# Deine Aufgaben:
a: Wie lautet der Text über Knausgård und Anselm Kiefer, beginnend mit „Das Karl Ove“ und weiter bis „stehen lassen kann.“, wenn „Schriftstellers“ darin in „Autors“ umbenannt wird?
b: Wie geht der Text über Knausgårds Begegnung mit Anselm Kiefer weiter? Schreib ihn im Anschluss an seinen letzten Satz fort.

===== Vorliegender Text

Nachdem Karl Ove Knausgård sich durchgerungen hat, den von ihm verehrten Anselm Kiefer nach Aquarellen für ein neues Buch zu bitten, nachdem er über Freunde, Partner und Agenten schließlich an einen Kontakt zu Kiefers Assistentin gekommen ist, nachdem Knausgård seine Scheu überwunden hatte und schließlich mit Kiefer und dessen Assistentin im Atelier zu Mittag aß und in ein Gespräch über miserable Künstlerväter einsteigt (Gerade er! Knausgård hat 4500 Seiten über seinen Vater geschrieben!) - nachdem Knausgård also einen langen langen Anlauf genommen hat, sagt Anselm Kiefer nach dem Essen: "Wir müssen Klaus die Bücher zeigen.“ – Klaus? Wusste er nicht wie ich hieß?"
Das Karl Ove Knausgård ein mutiger Mensch ist, ist mit dem Durchstehen des eben genannten Anlaufprocederes hin zu Anselm Kiefer skizziert. Das er auch ein mutiger Künstler ist, ist aus den drei zitierten Zeilen herauszulesen: Dieser leicht peinliche Moment des falschen Namens - und das Knausgård ihn hinschreibt! Darin besteht der Mut dieses Schriftstellers: Das er die Aura der eindrucksvollen Werke gleichwertig mit den irritierenden Momenten des Menschen Anselm Kiefer betrachten und stehen lassen kann.

==========
===== Aufgelistete Einträge

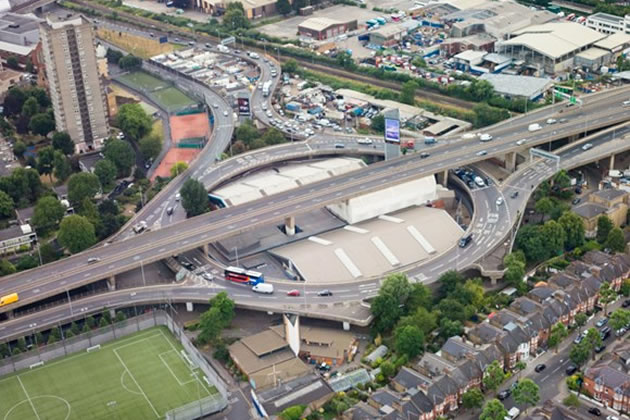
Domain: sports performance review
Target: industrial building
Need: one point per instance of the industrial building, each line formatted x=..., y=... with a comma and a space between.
x=320, y=28
x=76, y=92
x=517, y=87
x=550, y=48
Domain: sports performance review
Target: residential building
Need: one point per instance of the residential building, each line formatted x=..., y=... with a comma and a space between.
x=320, y=28
x=76, y=93
x=17, y=239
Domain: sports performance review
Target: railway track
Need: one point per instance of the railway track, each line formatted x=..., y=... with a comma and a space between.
x=424, y=94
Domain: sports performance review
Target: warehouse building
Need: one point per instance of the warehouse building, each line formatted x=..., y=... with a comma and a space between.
x=321, y=28
x=550, y=48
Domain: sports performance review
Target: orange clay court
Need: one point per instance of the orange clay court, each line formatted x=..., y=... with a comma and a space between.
x=183, y=127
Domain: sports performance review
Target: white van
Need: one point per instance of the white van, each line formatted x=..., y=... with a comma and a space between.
x=264, y=288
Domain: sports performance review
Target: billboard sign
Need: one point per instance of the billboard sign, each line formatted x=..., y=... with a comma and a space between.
x=392, y=130
x=243, y=106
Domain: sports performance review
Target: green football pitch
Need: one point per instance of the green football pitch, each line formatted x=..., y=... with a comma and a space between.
x=141, y=376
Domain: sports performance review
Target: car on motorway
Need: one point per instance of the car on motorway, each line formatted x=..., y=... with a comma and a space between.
x=505, y=394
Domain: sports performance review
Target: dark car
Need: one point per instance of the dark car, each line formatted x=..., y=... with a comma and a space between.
x=503, y=395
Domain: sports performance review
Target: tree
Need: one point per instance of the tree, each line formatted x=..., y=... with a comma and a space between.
x=62, y=168
x=473, y=398
x=45, y=160
x=619, y=319
x=19, y=148
x=121, y=154
x=592, y=340
x=150, y=146
x=493, y=376
x=283, y=7
x=105, y=171
x=580, y=320
x=7, y=205
x=526, y=392
x=76, y=233
x=409, y=341
x=579, y=353
x=216, y=318
x=573, y=226
x=82, y=185
x=133, y=121
x=558, y=333
x=408, y=92
x=41, y=124
x=606, y=295
x=63, y=142
x=48, y=213
x=30, y=107
x=616, y=240
x=604, y=226
x=493, y=410
x=554, y=237
x=178, y=168
x=194, y=197
x=388, y=306
x=129, y=62
x=292, y=413
x=113, y=56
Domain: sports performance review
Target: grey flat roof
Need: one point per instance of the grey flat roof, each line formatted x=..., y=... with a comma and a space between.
x=366, y=247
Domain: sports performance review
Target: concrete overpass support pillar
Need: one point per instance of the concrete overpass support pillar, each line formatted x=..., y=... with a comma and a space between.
x=289, y=225
x=510, y=161
x=443, y=178
x=111, y=283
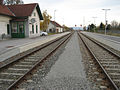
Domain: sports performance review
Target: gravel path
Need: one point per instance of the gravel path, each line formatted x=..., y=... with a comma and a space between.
x=68, y=72
x=65, y=72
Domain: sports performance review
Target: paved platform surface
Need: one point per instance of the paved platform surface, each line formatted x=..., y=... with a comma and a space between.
x=9, y=48
x=68, y=72
x=112, y=41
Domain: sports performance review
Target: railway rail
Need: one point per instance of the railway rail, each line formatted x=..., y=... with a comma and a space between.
x=12, y=74
x=108, y=61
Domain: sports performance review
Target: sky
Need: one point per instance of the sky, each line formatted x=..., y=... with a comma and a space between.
x=80, y=12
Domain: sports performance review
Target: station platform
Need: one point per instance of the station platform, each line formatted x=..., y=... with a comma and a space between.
x=111, y=41
x=12, y=47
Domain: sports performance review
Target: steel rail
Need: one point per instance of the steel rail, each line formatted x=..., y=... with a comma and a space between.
x=92, y=53
x=38, y=48
x=16, y=83
x=102, y=46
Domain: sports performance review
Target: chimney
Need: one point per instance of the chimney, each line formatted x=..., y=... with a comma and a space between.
x=1, y=2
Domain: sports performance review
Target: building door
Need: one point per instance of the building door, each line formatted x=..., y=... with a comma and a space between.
x=21, y=30
x=18, y=30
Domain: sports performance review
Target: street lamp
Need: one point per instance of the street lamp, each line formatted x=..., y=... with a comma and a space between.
x=94, y=22
x=54, y=14
x=106, y=18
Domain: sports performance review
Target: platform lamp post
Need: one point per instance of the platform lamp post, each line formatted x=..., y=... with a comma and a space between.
x=94, y=22
x=106, y=18
x=54, y=14
x=54, y=21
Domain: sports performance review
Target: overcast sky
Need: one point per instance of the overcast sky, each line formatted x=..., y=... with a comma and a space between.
x=77, y=12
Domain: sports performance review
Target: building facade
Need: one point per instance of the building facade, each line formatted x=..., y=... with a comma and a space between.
x=54, y=27
x=20, y=21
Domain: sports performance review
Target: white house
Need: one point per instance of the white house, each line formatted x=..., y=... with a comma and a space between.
x=19, y=21
x=54, y=27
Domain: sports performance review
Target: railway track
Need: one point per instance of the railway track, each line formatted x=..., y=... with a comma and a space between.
x=12, y=74
x=108, y=61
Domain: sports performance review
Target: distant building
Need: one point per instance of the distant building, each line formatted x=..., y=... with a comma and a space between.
x=20, y=21
x=54, y=27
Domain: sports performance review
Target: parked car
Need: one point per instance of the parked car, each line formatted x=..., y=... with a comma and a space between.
x=43, y=33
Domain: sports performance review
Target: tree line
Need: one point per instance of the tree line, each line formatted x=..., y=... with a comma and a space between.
x=113, y=26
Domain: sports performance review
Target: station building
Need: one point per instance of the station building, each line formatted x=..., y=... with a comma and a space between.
x=20, y=21
x=54, y=27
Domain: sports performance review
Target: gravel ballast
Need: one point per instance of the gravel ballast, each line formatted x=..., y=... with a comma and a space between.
x=63, y=71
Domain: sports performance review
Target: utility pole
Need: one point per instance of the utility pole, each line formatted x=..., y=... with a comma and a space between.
x=106, y=18
x=54, y=14
x=94, y=22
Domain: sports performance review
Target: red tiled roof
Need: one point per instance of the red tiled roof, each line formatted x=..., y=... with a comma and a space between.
x=56, y=24
x=22, y=10
x=5, y=11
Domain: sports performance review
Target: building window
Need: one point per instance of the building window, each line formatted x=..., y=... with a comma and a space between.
x=36, y=28
x=34, y=14
x=14, y=27
x=32, y=28
x=8, y=29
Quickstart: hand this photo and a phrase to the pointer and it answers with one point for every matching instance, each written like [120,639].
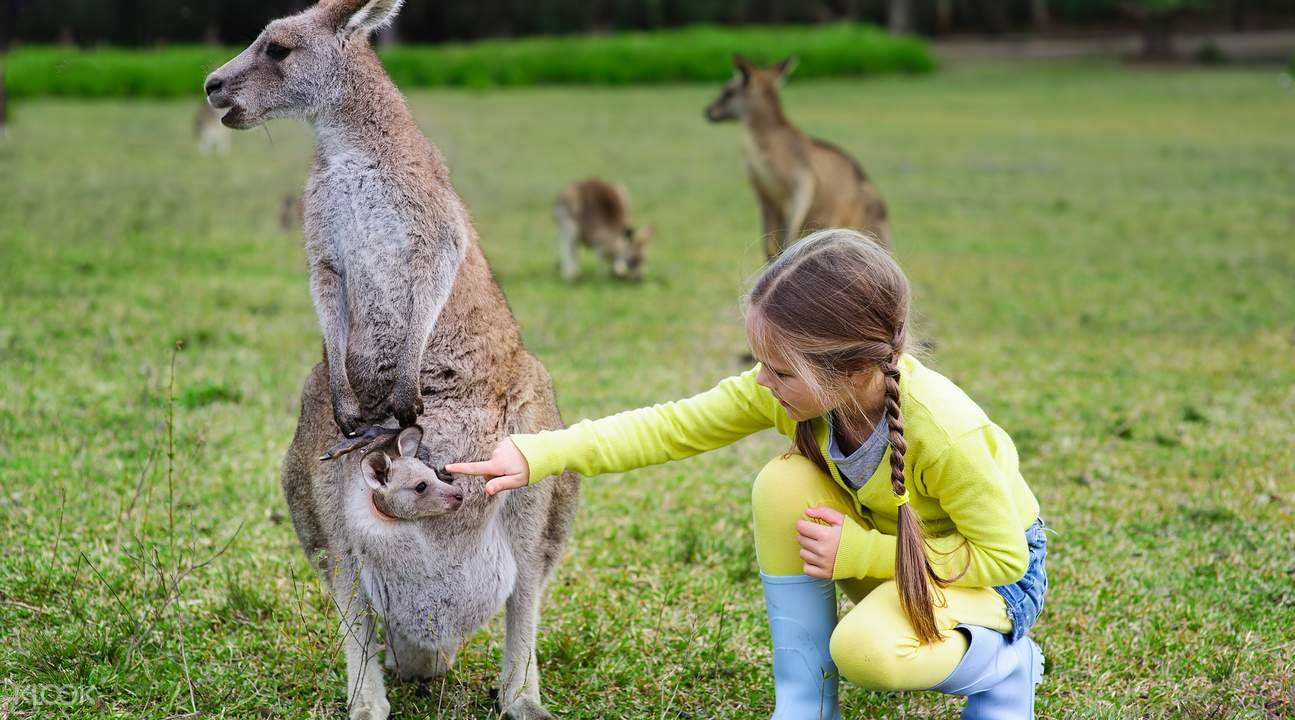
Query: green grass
[1103,258]
[692,53]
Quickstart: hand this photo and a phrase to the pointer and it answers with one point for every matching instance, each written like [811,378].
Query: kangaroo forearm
[330,307]
[433,280]
[800,202]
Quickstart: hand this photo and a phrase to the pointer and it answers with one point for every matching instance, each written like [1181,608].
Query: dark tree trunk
[944,13]
[900,17]
[996,16]
[1158,36]
[1040,17]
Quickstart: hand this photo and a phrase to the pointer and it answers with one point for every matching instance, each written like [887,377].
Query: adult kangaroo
[413,325]
[802,183]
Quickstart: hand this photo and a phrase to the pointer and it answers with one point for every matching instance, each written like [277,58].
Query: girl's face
[794,393]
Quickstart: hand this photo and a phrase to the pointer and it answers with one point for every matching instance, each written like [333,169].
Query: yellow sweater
[961,469]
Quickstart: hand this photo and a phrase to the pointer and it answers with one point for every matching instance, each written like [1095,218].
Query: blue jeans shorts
[1026,596]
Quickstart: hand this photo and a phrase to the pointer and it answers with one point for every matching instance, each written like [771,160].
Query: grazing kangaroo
[213,136]
[596,214]
[802,183]
[395,268]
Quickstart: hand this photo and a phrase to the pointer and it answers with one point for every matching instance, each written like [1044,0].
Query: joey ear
[363,16]
[374,468]
[786,66]
[743,66]
[408,440]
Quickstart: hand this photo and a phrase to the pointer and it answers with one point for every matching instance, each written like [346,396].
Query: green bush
[698,53]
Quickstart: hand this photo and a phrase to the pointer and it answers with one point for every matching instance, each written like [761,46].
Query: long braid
[913,573]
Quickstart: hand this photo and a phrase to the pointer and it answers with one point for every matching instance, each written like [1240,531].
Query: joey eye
[277,52]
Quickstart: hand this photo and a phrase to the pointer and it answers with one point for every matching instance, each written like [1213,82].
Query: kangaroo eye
[277,52]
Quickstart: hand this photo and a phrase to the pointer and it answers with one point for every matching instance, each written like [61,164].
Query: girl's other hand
[506,468]
[820,540]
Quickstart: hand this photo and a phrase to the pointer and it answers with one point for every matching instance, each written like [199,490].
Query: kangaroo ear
[743,66]
[786,66]
[408,440]
[374,466]
[364,16]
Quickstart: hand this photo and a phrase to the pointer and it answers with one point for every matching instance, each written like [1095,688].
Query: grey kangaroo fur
[415,325]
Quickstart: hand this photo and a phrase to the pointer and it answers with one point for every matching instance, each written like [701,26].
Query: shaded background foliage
[141,22]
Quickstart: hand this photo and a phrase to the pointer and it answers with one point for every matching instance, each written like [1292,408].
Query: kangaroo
[412,316]
[4,106]
[596,214]
[290,213]
[213,137]
[802,183]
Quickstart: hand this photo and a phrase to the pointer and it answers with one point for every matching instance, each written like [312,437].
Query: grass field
[697,53]
[1105,259]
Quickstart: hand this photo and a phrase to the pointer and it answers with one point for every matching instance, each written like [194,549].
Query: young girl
[898,488]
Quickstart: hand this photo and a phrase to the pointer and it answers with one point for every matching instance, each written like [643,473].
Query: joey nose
[453,499]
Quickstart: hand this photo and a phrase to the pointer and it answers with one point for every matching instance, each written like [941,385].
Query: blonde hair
[833,304]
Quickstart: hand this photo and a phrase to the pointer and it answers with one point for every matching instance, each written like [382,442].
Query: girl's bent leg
[802,610]
[784,490]
[876,646]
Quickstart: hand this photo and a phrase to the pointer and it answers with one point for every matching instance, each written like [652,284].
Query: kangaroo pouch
[437,596]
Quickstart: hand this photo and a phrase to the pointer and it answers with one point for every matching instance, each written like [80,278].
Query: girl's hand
[506,468]
[819,543]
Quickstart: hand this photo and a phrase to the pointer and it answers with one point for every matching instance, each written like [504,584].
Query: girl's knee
[868,658]
[785,486]
[872,646]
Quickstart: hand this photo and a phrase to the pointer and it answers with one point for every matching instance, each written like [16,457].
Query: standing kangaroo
[802,183]
[396,270]
[4,109]
[596,214]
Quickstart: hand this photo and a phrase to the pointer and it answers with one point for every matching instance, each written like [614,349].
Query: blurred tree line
[143,22]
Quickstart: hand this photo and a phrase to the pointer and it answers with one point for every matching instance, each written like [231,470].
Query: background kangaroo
[802,183]
[395,267]
[213,136]
[596,214]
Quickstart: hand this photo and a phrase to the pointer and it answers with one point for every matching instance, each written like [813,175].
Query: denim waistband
[1024,597]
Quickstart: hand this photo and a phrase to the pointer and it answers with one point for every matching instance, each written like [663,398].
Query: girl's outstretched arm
[728,412]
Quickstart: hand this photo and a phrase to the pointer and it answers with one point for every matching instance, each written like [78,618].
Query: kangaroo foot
[369,435]
[526,708]
[371,706]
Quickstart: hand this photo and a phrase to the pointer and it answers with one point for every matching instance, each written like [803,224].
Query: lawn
[1103,258]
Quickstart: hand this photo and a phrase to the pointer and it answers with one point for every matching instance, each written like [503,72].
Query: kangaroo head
[750,87]
[403,487]
[297,65]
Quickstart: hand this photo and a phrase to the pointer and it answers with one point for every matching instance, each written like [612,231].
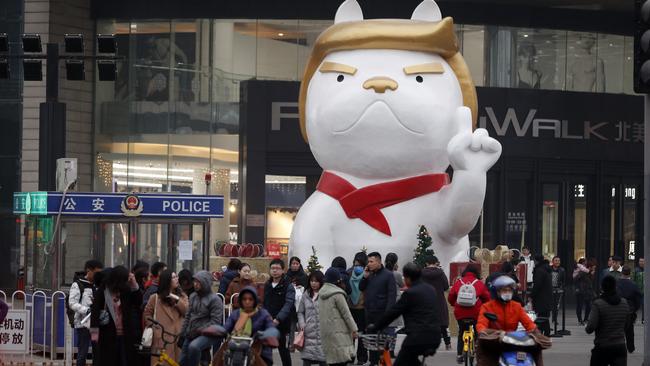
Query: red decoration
[365,203]
[273,250]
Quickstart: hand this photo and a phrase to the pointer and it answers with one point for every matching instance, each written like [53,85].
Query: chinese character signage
[118,204]
[515,221]
[14,332]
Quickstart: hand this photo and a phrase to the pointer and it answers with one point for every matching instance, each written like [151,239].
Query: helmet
[503,281]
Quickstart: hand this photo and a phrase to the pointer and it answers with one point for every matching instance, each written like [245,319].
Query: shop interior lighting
[107,70]
[33,70]
[138,184]
[74,69]
[151,169]
[4,69]
[32,43]
[4,43]
[180,178]
[106,44]
[74,43]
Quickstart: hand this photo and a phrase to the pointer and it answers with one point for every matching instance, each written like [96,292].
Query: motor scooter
[518,348]
[239,350]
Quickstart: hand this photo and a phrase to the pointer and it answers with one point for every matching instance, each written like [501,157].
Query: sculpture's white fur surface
[369,137]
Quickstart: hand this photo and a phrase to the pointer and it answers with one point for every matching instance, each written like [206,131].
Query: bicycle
[469,343]
[380,342]
[163,357]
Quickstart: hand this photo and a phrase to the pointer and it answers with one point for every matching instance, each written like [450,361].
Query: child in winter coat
[309,321]
[246,321]
[206,309]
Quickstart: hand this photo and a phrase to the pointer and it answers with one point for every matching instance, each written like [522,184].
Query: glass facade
[171,119]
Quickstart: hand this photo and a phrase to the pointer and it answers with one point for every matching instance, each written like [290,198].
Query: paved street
[571,350]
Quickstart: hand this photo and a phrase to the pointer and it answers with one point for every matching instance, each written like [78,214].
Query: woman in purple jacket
[250,319]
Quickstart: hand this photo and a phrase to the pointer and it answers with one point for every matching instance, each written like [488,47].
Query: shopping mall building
[210,88]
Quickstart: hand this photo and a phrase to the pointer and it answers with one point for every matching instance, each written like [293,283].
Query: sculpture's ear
[349,11]
[427,11]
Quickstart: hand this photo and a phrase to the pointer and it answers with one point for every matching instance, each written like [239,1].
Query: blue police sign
[122,204]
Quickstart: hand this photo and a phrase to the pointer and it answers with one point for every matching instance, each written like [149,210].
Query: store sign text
[529,126]
[559,129]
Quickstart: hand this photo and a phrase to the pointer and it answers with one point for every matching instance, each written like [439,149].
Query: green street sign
[30,203]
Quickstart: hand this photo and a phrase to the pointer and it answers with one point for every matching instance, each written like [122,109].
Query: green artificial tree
[424,247]
[313,264]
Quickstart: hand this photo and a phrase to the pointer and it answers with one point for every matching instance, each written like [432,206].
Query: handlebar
[173,336]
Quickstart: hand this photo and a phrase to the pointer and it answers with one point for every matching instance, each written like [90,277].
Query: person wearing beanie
[542,293]
[356,300]
[418,305]
[608,318]
[632,294]
[205,310]
[380,293]
[337,327]
[436,277]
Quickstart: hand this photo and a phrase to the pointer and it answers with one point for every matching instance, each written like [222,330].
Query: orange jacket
[509,315]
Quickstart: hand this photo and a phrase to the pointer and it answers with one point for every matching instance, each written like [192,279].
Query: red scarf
[366,203]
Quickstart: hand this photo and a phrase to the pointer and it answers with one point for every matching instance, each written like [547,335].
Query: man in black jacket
[632,294]
[558,276]
[419,307]
[542,293]
[608,318]
[379,291]
[279,297]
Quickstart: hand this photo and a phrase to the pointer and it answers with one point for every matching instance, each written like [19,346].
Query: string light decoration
[220,180]
[104,170]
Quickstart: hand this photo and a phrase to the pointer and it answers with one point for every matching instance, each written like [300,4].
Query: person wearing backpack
[467,296]
[80,300]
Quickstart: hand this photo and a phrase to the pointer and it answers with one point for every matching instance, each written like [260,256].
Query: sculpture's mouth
[377,109]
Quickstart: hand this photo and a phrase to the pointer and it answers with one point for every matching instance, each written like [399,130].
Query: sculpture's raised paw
[472,150]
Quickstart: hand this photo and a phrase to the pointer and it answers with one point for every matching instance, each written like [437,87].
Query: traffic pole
[646,225]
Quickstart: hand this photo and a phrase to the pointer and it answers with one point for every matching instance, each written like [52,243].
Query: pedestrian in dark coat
[232,271]
[609,317]
[418,305]
[380,293]
[436,277]
[113,312]
[632,294]
[205,310]
[542,293]
[296,274]
[341,265]
[279,299]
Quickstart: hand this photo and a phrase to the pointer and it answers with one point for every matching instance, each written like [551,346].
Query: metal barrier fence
[49,334]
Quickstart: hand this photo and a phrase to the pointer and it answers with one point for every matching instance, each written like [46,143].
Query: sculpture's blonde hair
[395,34]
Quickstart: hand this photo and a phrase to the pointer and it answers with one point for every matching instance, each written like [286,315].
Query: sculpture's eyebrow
[336,67]
[430,68]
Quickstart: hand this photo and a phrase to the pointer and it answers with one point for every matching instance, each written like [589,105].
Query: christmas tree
[313,264]
[424,247]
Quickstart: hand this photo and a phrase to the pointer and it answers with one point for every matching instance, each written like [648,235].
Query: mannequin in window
[528,77]
[587,67]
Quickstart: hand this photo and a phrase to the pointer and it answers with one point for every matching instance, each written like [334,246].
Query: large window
[559,60]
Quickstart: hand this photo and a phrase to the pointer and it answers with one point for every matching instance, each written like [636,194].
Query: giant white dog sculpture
[386,106]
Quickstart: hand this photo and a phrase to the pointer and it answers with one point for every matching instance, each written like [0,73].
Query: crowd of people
[321,314]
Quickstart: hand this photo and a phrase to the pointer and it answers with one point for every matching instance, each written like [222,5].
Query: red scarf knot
[366,203]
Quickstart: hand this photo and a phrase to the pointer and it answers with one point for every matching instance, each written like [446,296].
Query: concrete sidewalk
[573,350]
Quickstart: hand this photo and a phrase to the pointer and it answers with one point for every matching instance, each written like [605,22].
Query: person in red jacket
[471,275]
[509,313]
[508,316]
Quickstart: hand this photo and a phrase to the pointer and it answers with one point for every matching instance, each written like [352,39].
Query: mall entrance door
[179,244]
[580,219]
[566,218]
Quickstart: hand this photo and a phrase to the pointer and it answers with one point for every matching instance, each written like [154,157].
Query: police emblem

==========

# Lösungen:
a:
Das Karl Ove Knausgård ein mutiger Mensch ist, ist mit dem Durchstehen des eben genannten Anlaufprocederes hin zu Anselm Kiefer skizziert. Das er auch ein mutiger Künstler ist, ist aus den drei zitierten Zeilen herauszulesen: Dieser leicht peinliche Moment des falschen Namens - und das Knausgård ihn hinschreibt! Darin besteht der Mut dieses Autors: Das er die Aura der eindrucksvollen Werke gleichwertig mit den irritierenden Momenten des Menschen Anselm Kiefer betrachten und stehen lassen kann.

b:
"Der Wald und der Fluss" ist ein Portrait Anselm Kiefers. Knausgård erzählt von seinen Treffen mit Kiefer in Ateliers, auf Ausstellungseröffnungen und schließlich von einer gemeinsamen Reise nach Donaueschingen, den Geburtsort Kiefers. Er wird Zeuge des Entstehungsprozesses dieser monumentalen Bilder und Skulpturen und versucht deren Geheimnis zu beschreiben. Knausgård ist kein Enthüller, der etwas Blendendes an dieser Kunst zu offenbaren sucht. Er tastet sich heran und denkt über das Verhältnis und die Bedeutung von Kunst und Künstler nach. Dabei geht es keineswegs um ein Urteil über einen Menschen, sondern um dessen Darstellung. Knausgård zeigt uns, wie er Kiefer erlebt, welche Dimensionen seines Charakters er gezeigt bekommen hat.
Genau deshalb ist dieses Buch so außerordentlich gut - weil es eben nicht das abermalig widergekäute Loblied ist. Hier ist etwas Neues zu lesen, dass sich in den Portraits, Laudatios oder Kinofilmen nicht findet. Knausgård lässt auch die irritierenden Momente in den Begegnungen mit Anselm Kiefer zu, und rückt uns diesen Menschen genau darum umso näher.